_WHAT TO PRODUCE_: Repeat all of the data precisely.
-*-
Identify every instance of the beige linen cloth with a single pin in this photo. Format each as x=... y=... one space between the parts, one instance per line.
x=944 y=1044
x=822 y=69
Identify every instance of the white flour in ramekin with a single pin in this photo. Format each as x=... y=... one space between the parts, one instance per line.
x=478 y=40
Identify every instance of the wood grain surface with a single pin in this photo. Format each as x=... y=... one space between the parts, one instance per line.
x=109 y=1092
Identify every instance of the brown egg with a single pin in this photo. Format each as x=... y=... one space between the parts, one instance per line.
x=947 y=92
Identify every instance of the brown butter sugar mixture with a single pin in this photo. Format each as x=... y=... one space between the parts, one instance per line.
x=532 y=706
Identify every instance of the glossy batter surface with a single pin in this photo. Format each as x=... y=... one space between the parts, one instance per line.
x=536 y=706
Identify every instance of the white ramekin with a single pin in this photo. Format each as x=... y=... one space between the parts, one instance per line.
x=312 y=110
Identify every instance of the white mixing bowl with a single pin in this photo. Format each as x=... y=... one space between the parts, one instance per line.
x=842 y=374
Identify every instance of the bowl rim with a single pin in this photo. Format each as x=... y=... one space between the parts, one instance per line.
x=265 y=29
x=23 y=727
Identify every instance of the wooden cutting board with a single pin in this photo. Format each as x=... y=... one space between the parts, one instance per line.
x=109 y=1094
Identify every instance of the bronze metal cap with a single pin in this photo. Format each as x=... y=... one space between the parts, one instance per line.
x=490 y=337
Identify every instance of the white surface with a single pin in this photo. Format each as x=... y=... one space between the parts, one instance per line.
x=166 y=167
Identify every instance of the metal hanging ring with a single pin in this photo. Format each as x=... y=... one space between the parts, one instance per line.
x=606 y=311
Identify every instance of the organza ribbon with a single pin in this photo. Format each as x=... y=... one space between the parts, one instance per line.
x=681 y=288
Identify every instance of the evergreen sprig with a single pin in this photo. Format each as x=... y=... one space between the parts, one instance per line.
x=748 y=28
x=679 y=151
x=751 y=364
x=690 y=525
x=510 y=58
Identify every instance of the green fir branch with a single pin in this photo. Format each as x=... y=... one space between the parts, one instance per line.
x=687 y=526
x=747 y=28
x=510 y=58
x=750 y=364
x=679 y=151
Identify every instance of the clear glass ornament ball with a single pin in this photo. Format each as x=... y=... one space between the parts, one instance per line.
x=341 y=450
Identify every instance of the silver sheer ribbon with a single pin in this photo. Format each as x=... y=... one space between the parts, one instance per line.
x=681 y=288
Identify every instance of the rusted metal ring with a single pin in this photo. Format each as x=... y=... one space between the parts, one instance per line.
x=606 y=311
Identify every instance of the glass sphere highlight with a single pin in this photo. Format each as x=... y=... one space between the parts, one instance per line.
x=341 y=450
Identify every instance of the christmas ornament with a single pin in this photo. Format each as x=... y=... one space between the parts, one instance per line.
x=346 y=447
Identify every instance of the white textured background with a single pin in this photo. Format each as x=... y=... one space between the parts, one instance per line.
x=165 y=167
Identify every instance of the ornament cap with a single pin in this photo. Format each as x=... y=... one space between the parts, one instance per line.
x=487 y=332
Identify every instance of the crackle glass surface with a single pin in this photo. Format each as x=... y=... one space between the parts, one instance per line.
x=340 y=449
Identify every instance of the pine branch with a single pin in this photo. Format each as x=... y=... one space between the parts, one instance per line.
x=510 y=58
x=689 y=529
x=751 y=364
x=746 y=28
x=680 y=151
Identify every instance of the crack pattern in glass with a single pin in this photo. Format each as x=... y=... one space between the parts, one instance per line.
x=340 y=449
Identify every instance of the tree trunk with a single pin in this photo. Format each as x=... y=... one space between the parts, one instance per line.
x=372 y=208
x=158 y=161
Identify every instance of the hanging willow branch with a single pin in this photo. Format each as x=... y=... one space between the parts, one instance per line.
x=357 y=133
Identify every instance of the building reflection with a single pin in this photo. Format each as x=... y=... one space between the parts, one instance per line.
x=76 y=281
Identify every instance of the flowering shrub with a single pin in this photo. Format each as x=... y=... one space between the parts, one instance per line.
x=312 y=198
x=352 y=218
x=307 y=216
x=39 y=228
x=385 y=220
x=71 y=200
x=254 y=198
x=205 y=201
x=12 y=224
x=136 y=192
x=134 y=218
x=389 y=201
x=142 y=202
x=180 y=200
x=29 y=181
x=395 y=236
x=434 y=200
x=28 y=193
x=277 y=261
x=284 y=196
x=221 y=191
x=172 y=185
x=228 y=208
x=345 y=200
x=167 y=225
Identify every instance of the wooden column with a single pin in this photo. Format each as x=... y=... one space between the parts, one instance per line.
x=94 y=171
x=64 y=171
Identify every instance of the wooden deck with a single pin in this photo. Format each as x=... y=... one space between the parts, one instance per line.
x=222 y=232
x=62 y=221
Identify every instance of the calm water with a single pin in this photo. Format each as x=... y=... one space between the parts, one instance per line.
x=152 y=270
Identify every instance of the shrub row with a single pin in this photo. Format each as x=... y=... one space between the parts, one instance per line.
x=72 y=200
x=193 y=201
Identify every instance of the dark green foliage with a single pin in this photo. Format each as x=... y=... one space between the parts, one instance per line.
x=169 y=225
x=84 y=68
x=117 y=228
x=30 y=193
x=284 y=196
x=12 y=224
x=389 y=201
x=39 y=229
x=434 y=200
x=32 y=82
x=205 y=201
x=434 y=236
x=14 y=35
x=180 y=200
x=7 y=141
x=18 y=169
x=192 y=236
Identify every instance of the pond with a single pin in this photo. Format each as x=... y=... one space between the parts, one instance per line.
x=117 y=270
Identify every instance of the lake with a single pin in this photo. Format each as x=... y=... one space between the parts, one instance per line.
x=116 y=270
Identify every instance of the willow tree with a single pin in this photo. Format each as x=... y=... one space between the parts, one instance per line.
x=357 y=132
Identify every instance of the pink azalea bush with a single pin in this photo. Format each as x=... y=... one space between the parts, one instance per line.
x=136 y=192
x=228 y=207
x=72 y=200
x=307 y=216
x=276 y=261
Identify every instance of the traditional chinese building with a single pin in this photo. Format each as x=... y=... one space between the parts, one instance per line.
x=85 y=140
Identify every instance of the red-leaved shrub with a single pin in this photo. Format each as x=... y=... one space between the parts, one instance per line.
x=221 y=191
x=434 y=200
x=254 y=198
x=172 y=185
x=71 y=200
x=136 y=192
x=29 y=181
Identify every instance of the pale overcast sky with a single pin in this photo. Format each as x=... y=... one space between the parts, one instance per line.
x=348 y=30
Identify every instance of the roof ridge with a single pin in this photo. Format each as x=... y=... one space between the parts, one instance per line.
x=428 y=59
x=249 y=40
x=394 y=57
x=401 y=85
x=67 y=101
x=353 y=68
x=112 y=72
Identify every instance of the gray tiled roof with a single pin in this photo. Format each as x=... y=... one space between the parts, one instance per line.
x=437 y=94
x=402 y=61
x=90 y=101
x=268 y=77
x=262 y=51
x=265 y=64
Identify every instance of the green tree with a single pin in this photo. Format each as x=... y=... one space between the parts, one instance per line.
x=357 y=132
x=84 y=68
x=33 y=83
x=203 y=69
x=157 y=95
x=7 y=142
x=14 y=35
-*-
_EXERCISE RESULT_:
Identify every instance of the beige linen cloth with a single pin in this photo. Format each as x=... y=... one space between the parts, one instance per line.
x=944 y=1044
x=822 y=69
Identify every instance of the white flour in ramekin with a single pin in this photo. Format each as x=... y=... one space between the parts, one instance per line.
x=478 y=40
Identify every instance of the wood grain surface with a single pin in this photo. Format each as x=... y=... one space between the parts, one instance per line.
x=109 y=1092
Identify every instance of the brown egg with a single pin in this photo. Format each as x=... y=... one space between the parts, one instance per line.
x=947 y=92
Identify every instance of the brown butter sugar mixture with a single pin in this photo. Format each as x=... y=... one space between the parts, one instance per line.
x=532 y=706
Identify every instance of the glossy batter surface with a single pin in this photo. Format each as x=... y=... one space between the parts, one instance per line.
x=536 y=706
Identify every instance of the white ramekin with a single pin in this photo. Format each as x=... y=... one space between the parts, one instance per line.
x=312 y=110
Identify every instance of the white mixing bowl with a single pin in this photo. Format each as x=... y=... one space between the parts, one instance per line.
x=842 y=374
Identify every instance of the bowl rim with a single pin in this photo. Format each as x=... y=... one space between the parts, one instance per line.
x=265 y=29
x=23 y=727
Identify every instance of the wooden cutting board with a single pin in this photo. Format each as x=... y=... one space between the parts, one instance per line.
x=109 y=1094
Identify every instance of the bronze metal cap with a single pin in this photo. Format each as x=... y=... one space between the parts, one instance per line.
x=490 y=337
Identify every instance of the white surface with a single pin in this photo. Format each as x=... y=... one space between the parts, one instance per line.
x=166 y=167
Identify every instance of the metal hanging ring with a single pin in this photo. Format each as x=... y=... one space between the parts, one instance per line.
x=606 y=311
Identify every instance of the organza ribbon with a single pin in this photo. Format each as x=... y=... one space between the parts, one instance per line.
x=681 y=288
Identify every instance of the evergreen sprig with a single pin in this photo. Format each as x=... y=... one space between the parts, one instance per line.
x=748 y=28
x=679 y=151
x=751 y=364
x=690 y=525
x=510 y=58
Identify every instance of the green fir branch with a single pin in this photo. Format each as x=... y=... one space between the parts, one instance per line.
x=687 y=526
x=747 y=28
x=510 y=58
x=750 y=364
x=679 y=151
Identify every instance of the clear glass ornament ball with a single pin in this photo. Format each as x=... y=... one space between the parts, one instance per line.
x=341 y=450
Identify every instance of the silver sheer ribbon with a single pin in this photo. Format each as x=... y=... one space between the parts, one instance per line.
x=681 y=288
Identify every instance of the rusted metal ring with a single pin in this photo. Format each as x=... y=... one space between the parts, one instance per line.
x=606 y=311
Identify every instance of the glass sphere highlight with a single pin in this photo. Format each as x=... y=... one space between the parts, one instance per line.
x=341 y=450
Identify every instance of the christmas ornament with a single pin in this photo. Format each as x=... y=... one space between the parts, one instance per line.
x=346 y=447
Identify every instance of the white textured background with a single pin in this photo. Format each as x=... y=... one space between the parts, one instance per line.
x=165 y=167
Identify every instance of the ornament cap with a single pin in this photo. Format each as x=... y=... one space between the parts, one instance per line.
x=487 y=332
Identify every instance of the crackle glass surface with a single pin in this photo. Format each as x=... y=... one space between the parts, one instance per line.
x=340 y=449
Identify every instance of the pine branch with a single pin in this photo. Format each as x=... y=... one space between the parts, one instance per line.
x=510 y=58
x=689 y=529
x=751 y=364
x=746 y=28
x=680 y=151
Identify every instance of the crack pattern in glass with a single pin in this photo. Format each as x=... y=... one space between the parts, one instance per line.
x=340 y=449
Identify every instance of the tree trunk with a single pin in this photo. Format each as x=... y=... one space between the parts, one instance per line.
x=372 y=208
x=158 y=161
Identify every instance of the hanging willow branch with a single pin in this photo. Format each as x=... y=... one space between the parts, one instance per line.
x=357 y=133
Identify every instance of the building reflection with a single pin in this photo. Format each as x=... y=... one space between the parts, one instance per line.
x=76 y=281
Identify every instance of the flowering shrub with a single pin in this photo. Format each as x=... y=... one space between the parts, one instance per line.
x=312 y=198
x=352 y=218
x=307 y=216
x=39 y=228
x=385 y=220
x=71 y=200
x=254 y=198
x=205 y=201
x=12 y=224
x=136 y=192
x=134 y=218
x=389 y=201
x=142 y=202
x=180 y=200
x=29 y=181
x=395 y=236
x=434 y=200
x=28 y=193
x=277 y=261
x=284 y=196
x=221 y=191
x=172 y=185
x=228 y=208
x=345 y=200
x=167 y=225
Identify every instance of the wooden column with a single pin in this photo. Format each as x=... y=... one space between the parts, one instance per line.
x=94 y=171
x=64 y=171
Identify every instance of the wooden deck with a single pin in this photo. Format each as x=... y=... one space between the parts, one instance per line.
x=222 y=232
x=62 y=221
Identify every instance of the calm water with a single pin in this photo. Format each as x=... y=... one space between the parts, one instance per line.
x=152 y=270
Identify every instance of the shrub row with a single pin in this photo. Format each as x=... y=... one space between the parts, one instance per line.
x=72 y=200
x=193 y=201
Identify every instance of the dark green foliage with a single pin in this photo. Format each as x=... y=... one space between the parts, one instance per line.
x=169 y=225
x=84 y=68
x=117 y=228
x=30 y=193
x=284 y=196
x=12 y=224
x=389 y=201
x=39 y=229
x=434 y=200
x=32 y=82
x=205 y=201
x=434 y=236
x=14 y=35
x=180 y=200
x=7 y=141
x=18 y=169
x=192 y=236
Identify every instance of the pond with a single pin in this photo. Format each as x=... y=... one space between the parts, one instance per line.
x=117 y=270
Identify every instance of the lake with a single pin in this photo. Format each as x=... y=... one space between the parts, one instance per line.
x=116 y=270
Identify every instance of the willow tree with a single pin in this photo. Format each as x=... y=... one space between the parts, one instance per line.
x=357 y=132
Identify every instance of the pink azalea bush with a single pin in this photo. Format each as x=... y=... one space between the parts, one instance per line.
x=136 y=192
x=228 y=207
x=72 y=200
x=307 y=216
x=276 y=261
Identify every instance of the traditional chinese building with a single pin in this photo. Format each as x=... y=... one space between the parts, one instance per line.
x=85 y=140
Identify every instance of the red-leaved shrub with a single pin in this photo. Format each as x=... y=... one space between the parts, one instance per line.
x=221 y=191
x=434 y=200
x=254 y=198
x=172 y=185
x=71 y=200
x=136 y=192
x=29 y=181
Identify every instance of the pale overcast sky with a single pin in this photo. Format each as x=... y=... one space between the parts, one instance per line.
x=348 y=30
Identify every instance of the roof ridge with a single pin in this photo. Format each as x=... y=... one space between the parts, one instance per line.
x=428 y=59
x=249 y=40
x=394 y=57
x=401 y=85
x=67 y=101
x=353 y=68
x=112 y=72
Identify every instance of the gray tiled roof with a single pin in this photo. Format each as x=... y=... one space between the parts, one instance per line.
x=437 y=94
x=402 y=61
x=90 y=101
x=268 y=77
x=262 y=51
x=265 y=64
Identify every instance of the green tree with a single pin in this photo. Format each as x=... y=... one space between the parts, one instance per line.
x=357 y=132
x=84 y=68
x=33 y=83
x=203 y=69
x=157 y=95
x=7 y=142
x=14 y=35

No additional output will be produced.